(Coordinate annotation listing)
··········
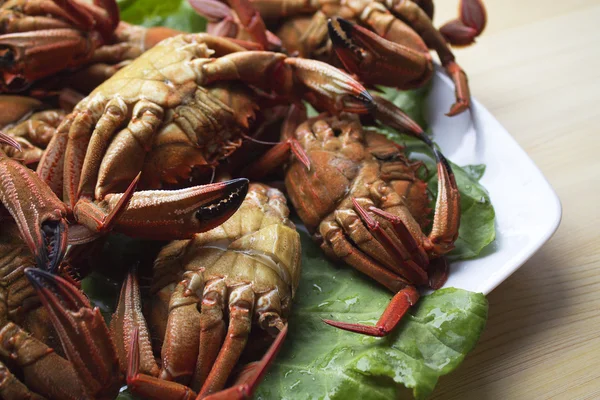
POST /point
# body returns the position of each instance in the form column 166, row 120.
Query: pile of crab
column 110, row 127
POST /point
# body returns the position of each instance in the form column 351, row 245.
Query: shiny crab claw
column 39, row 214
column 378, row 60
column 163, row 214
column 374, row 59
column 82, row 332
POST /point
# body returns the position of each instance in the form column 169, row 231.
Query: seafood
column 364, row 204
column 248, row 269
column 382, row 42
column 30, row 125
column 161, row 102
column 27, row 338
column 42, row 37
column 245, row 272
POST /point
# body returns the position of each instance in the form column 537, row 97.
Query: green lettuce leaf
column 319, row 362
column 175, row 14
column 477, row 222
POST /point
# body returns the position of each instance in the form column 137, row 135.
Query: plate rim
column 553, row 202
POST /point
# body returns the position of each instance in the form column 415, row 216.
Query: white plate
column 528, row 210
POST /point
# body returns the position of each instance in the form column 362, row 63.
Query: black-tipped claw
column 234, row 191
column 54, row 237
··········
TASK GOAL: Write out every line of the listing as a numbered list, skipping blank lines and omitting the picture lines.

SOLUTION FOR THIS EXERCISE:
1. POST /point
2. # body returns the position of each instance in the form column 166, row 120.
3. Query: pile of crab
4. column 110, row 127
5. POST /point
6. # body returns the position of each instance in the form column 351, row 245.
7. Query: shiny crab claw
8. column 39, row 214
9. column 378, row 60
10. column 163, row 214
11. column 374, row 59
12. column 82, row 332
13. POST /point
14. # body returns the position of each instance in the form column 169, row 231.
15. Query: seafood
16. column 364, row 204
17. column 248, row 269
18. column 382, row 42
19. column 30, row 125
20. column 161, row 102
21. column 27, row 338
22. column 42, row 37
23. column 245, row 272
24. POST /point
25. # body returns the position of each instance in the form column 537, row 97.
26. Query: green lettuce leaf
27. column 319, row 362
28. column 175, row 14
29. column 477, row 222
30. POST /point
31. # body returns the position of each instance in the form column 137, row 135.
32. Query: plate rim
33. column 553, row 202
34. POST /point
35. # body returns the position of each instance in the form column 415, row 216.
36. Query: white plate
37. column 528, row 210
38. POST /point
39. # body returns the position of each instance in the form column 362, row 63.
40. Query: black-tipped claw
41. column 234, row 191
42. column 54, row 237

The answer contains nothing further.